- ЗАДАНИЕ -
Продолжите фрагмент о статьях Аверинцева, начав сразу после его последнего предложения.

- ВЫБРАННЫЙ ФРАГМЕНТ -
· · · · · · ·

Завершение статьи посвящено, по существу, эстетике византийской церковной поэзии. Византийская форма может показаться непроницаемой: акростихи, числовые структуры, риторические параллелизмы, аллитерации, строгая последовательность икосов и кондаков создают впечатление предельной искусственности. Однако Акафист Богородице свидетельствует, что формализация не обязательно охлаждает религиозное чувство. Напротив, дисциплина формы способна концентрировать эмоциональную и богословскую энергию. Византийская поэзия не выбирает между догматической точностью и молитвенным переживанием, потому что ее задача состоит в приведении чувства к форме, достойной церковной памяти. Итоговая характеристика культуры как единства «жесткой церемониальности и слезной интимности» выражает один из центральных выводов всей книги. Для Аверинцева подлинная религиозная словесность не должна быть бесформенным проявлением набожности; она требует формы именно потому, что имеет дело с содержанием, превышающим частную эмоцию. Но и форма остается истинной лишь тогда, когда не превращается в непроницаемый орнамент, а пропускает через себя энергию сострадания, хвалы и покаяния.
Третья статья, посвященная Освальду Шпенглеру, на первый взгляд уводит от прямой темы религии и литературы к философии культуры, однако фактически продолжает вопрос о форме и смысле. Аверинцев начинает с разделения неоднородного наследия автора «Заката Европы». Политические прогнозы, публицистика и тоталитарные симпатии Шпенглера заслуживают критического приговора, но этот приговор не освобождает от необходимости понять его культурологическую интуицию. Главное достоинство Шпенглера состоит в способности воспринимать культуру как целостную конфигурацию форм, где архитектура, математика, живопись, государственность, религиозное воображение и стиль речи обнаруживают внутреннее родство. Он заставляет исследователя видеть не набор изолированных фактов, а исторический облик, своеобразную физиономию эпохи. В этом отношении его протест против плоской линейной схемы прогресса остается продуктивным: культуры нельзя оценивать только по степени приближения к западной современности, потому что каждая из них вырабатывает собственные символы пространства, времени, тела и судьбы.

· · · · · · ·

- ПЕРЕЧЕНЬ ЗАПИСЕЙ -

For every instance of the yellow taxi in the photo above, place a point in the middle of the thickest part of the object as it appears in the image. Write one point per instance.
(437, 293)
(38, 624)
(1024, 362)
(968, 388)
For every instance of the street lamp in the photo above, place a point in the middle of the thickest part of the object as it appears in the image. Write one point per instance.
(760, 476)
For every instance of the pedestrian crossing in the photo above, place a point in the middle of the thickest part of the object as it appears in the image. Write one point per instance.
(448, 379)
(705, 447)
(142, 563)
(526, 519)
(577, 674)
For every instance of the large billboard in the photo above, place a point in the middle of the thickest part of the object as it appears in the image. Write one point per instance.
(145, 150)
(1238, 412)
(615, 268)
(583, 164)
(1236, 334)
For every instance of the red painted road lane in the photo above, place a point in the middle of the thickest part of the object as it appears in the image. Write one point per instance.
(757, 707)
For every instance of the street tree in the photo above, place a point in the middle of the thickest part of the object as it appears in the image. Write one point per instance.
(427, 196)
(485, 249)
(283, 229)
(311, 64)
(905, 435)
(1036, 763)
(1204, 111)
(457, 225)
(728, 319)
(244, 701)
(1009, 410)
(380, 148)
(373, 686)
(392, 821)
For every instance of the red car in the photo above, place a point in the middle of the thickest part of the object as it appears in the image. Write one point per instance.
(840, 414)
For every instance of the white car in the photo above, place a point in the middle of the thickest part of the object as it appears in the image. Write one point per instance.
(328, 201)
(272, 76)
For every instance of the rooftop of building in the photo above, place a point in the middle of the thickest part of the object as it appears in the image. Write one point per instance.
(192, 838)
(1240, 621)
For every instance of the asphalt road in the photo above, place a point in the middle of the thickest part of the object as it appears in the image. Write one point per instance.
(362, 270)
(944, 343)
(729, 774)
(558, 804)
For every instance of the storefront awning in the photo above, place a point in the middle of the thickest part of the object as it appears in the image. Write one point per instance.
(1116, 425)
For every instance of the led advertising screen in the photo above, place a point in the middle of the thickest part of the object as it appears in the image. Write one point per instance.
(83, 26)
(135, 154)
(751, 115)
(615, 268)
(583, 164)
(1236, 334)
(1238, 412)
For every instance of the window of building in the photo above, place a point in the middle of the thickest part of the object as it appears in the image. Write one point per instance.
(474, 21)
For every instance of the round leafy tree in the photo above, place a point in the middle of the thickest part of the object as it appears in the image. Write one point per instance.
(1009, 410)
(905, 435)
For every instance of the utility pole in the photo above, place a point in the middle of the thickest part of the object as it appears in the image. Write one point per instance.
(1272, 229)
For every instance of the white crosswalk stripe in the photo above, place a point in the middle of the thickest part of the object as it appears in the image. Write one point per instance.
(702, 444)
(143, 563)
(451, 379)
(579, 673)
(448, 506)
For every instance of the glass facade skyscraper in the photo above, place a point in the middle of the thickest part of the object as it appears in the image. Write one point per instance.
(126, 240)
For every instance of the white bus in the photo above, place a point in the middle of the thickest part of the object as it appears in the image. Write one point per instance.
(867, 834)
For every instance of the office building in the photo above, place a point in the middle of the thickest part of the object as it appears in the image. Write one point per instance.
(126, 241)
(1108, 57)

· · · · · · ·

- ОТВЕТ НА ЗАДАНИЕ -
Но плодотворная метафора превращается у Шпенглера в ложную онтологию. Культура описывается как организм, имеющий рождение, зрелость, старость и смерть, причем метафорический образ начинает выполнять роль доказательства. Восемь великих культур объявляются замкнутыми живыми существами, практически неспособными к подлинному взаимопониманию и передаче смысла. Возрождение античности, рецепция римского права, распространение христианства трактуются как иллюзии: новая культура будто бы всегда присваивает чужую форму, полностью подчиняя ее собственной «душе». Тем самым упраздняется не только общечеловеческое содержание идей, но и сама возможность предания. Для христианского сознания это особенно неприемлемо, поскольку Церковь исторически существует именно как передача Благой вести между народами, языками и эпохами. Если культурные миры полностью герметичны, то воплощение универсального смысла в конкретной истории становится невозможным или бессодержательным. Поэтому критика Шпенглера у Аверинцева имеет скрыто богословский центр: она защищает способность истины переходить границы культур, не уничтожая их своеобразия.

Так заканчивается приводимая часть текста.